── Texto apresentado

Ivan Ferreira Santos de Carvalho, representante do FPEI e estudante da Faculdade de Educação da USP, manifestou apoio à greve.“Nossa causa é mais do que legítima! Isso aqui está acontecendo por que a gente sabe que é assim que começa a privatização, você precariza, você sucateia o que é público, para depois falar que não tem condição de manter!”.

Marcílio Ventura, do STU, explicou que as categorias das três universidades públicas estaduais estavam ali para reivindicar que o reitor volte à mesa de negociação: “Não podemos deixar que a universidade chegue ao mesmo patamar da escola de primeiro e segundo grau”, disse, fazendo referência ao sucateamento da rede pública estadual. Ele defendeu ainda a contratação de funcionários para acabar com a terceirização nas universidades.

Magno de Carvalho, representante do Sintusp, destacou a importância do apoio à luta dos metroviários e à reversão das demissões de 42 profissionais, ordenadas por Alckmin. Ele anunciou também que, ao final da Aula Pública, seria realizada uma manifestação no interior da Estação Sé do Metrô, em favor da reintegração dos metroviários.

Daniel, representante da Assembleia Nacional dos Estudantes Livre (Anel), defendeu mais verbas para as universidades públicas estaduais, criação de cotas (“a universidade deve ser aberta a negros e negras”) e abertura das contas. Ele também criticou o governador e exigiu que o reitor da USP reabra as negociações.

────
── Material exibido

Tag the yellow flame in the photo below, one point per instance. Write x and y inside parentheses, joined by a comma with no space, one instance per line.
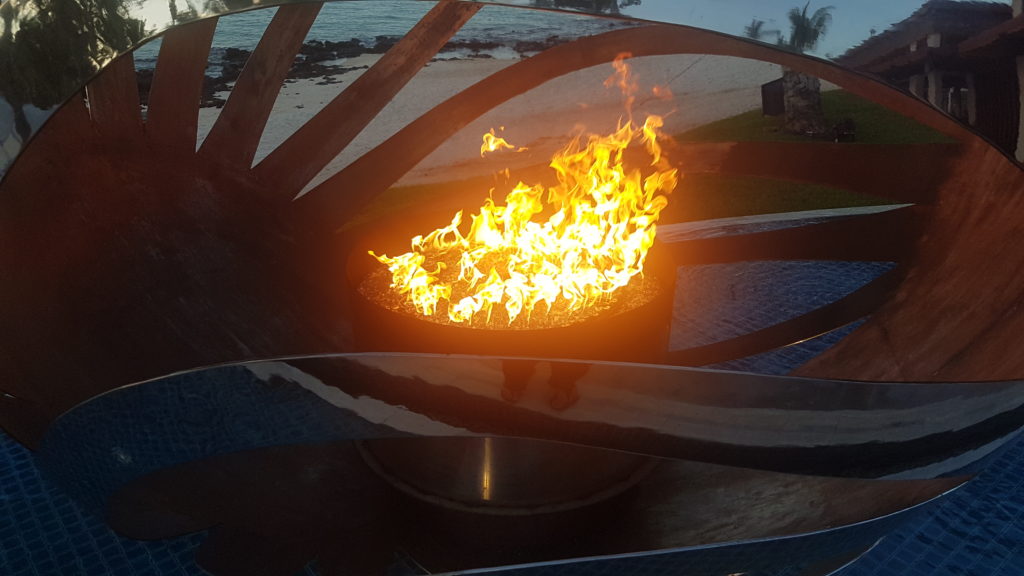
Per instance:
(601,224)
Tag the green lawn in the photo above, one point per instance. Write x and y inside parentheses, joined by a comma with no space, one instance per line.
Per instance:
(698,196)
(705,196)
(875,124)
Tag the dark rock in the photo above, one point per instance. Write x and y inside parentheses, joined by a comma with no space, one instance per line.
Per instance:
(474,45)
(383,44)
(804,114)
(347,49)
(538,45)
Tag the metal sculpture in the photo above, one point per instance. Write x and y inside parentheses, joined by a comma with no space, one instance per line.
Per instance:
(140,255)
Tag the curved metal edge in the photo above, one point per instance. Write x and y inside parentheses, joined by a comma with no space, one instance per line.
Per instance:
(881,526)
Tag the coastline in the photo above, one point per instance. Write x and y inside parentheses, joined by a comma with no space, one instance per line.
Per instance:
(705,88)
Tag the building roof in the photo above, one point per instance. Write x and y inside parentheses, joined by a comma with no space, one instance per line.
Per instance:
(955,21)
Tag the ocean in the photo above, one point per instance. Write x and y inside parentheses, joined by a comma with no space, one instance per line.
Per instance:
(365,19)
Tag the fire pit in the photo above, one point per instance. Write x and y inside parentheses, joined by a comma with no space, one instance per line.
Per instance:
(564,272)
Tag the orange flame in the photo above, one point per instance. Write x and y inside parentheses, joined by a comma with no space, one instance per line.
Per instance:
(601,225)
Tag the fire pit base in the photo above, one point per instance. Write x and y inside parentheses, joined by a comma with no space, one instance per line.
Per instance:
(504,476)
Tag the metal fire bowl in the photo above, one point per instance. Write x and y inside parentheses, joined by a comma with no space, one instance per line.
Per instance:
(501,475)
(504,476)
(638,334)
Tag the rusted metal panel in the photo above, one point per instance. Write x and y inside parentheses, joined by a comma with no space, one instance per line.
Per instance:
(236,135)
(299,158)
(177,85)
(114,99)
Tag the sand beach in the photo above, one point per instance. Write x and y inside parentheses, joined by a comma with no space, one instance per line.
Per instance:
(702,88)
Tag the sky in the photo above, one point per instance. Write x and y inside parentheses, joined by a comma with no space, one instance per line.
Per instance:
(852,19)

────

> **Exercícios propostos**:
1. Segundo o texto apresentado, quantos profissionais tiveram a demissão ordenada por Alckmin?
2. Liste todas as entidades que os oradores do texto apresentado representam.
3. No texto apresentado, reescreva em forma de lista o parágrafo que começa com "Daniel, representante da Assembleia Nacional", mantendo os fatos principais.

> **Gabarito**:
1. 42 profissionais.

2.
- FPEI
- STU
- Sintusp
- Assembleia Nacional dos Estudantes Livre (Anel)

3.
Daniel, representante da Anel:
- defendeu mais verbas para as universidades públicas estaduais;
- defendeu a criação de cotas, afirmando que a universidade deve ser aberta a negros e negras;
- defendeu a abertura das contas;
- criticou o governador;
- exigiu que o reitor da USP reabra as negociações.